## DOCUMENT SEGMENT
Voice Input Guide

February 25, 2026 · View on GitHub

Osaurus includes powerful voice input capabilities powered by FluidAudio — fully local, private, on-device speech-to-text transcription.


Overview

Voice features in Osaurus include:

  • Voice Input in Chat — Speak instead of type in the chat overlay
  • VAD Mode — Always-on listening with wake-word agent activation
  • Transcription Mode — Global hotkey to dictate into any focused text field
  • Parakeet TDT Models — Multilingual (v3) and English-only (v2), each ~600 MB
  • Microphone & System Audio — Transcribe your voice or computer audio

All transcription happens locally on your Mac using Apple's Neural Engine — no audio is sent to the cloud.


Setup

Quick Setup

Voice setup is streamlined into a single screen:

  1. Open Management window (⌘ Shift M)

## INSTRUCTION
Answer these about the voice input guide:
(a) What powers the voice input in Osaurus?
(b) About how large is each Parakeet TDT model?
(c) Which keyboard shortcut opens the Management window?
The rows that come next have nothing to do with the voice input guide.

## PROVIDED RECORDS

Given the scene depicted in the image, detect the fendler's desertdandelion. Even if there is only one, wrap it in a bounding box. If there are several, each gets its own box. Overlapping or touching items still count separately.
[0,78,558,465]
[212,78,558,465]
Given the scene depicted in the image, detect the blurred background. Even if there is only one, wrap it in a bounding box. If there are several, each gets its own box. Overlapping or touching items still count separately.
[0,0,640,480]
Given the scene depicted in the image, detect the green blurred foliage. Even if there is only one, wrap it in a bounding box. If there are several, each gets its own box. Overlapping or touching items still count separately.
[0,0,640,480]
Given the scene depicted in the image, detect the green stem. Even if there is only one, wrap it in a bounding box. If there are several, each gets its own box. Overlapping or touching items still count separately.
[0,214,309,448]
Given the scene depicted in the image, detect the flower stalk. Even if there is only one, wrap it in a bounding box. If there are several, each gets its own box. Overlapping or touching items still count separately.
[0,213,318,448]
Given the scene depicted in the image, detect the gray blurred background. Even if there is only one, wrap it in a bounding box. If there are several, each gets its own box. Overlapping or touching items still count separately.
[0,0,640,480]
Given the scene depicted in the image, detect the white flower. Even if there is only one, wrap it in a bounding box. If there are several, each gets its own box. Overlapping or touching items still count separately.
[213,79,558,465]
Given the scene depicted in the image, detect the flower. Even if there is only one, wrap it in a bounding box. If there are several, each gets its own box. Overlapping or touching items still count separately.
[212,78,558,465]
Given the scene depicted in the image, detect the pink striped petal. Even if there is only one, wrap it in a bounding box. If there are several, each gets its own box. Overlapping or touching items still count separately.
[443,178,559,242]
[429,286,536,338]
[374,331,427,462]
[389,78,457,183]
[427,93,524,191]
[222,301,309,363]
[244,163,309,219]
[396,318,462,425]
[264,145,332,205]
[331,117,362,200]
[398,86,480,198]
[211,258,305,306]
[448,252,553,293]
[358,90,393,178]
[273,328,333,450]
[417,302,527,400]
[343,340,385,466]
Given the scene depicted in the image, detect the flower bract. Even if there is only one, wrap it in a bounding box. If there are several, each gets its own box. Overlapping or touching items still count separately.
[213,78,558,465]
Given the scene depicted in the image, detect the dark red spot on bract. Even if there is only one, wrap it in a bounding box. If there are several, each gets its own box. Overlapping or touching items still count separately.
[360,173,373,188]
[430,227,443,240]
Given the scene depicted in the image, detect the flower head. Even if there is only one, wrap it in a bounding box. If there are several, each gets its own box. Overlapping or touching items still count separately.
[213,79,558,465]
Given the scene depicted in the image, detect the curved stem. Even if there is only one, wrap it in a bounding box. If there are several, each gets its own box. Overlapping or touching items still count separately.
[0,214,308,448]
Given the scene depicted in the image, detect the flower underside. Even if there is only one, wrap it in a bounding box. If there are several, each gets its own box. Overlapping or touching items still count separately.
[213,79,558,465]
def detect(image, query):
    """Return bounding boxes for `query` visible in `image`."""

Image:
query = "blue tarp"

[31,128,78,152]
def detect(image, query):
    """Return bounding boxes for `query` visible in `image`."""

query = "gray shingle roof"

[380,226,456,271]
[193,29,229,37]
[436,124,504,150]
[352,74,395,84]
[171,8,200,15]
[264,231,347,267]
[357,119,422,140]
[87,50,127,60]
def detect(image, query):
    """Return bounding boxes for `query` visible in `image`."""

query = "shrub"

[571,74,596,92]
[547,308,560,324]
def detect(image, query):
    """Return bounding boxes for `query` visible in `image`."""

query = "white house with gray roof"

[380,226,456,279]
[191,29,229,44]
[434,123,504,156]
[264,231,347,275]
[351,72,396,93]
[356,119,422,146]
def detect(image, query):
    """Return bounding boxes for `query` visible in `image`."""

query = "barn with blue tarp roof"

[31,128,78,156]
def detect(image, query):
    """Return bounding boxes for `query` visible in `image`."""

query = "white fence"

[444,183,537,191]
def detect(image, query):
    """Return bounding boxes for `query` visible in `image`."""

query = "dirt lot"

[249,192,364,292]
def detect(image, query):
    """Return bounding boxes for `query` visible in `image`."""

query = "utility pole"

## EXPECTED OUTPUT
(a) FluidAudio
(b) About 600 MB
(c) ⌘ Shift M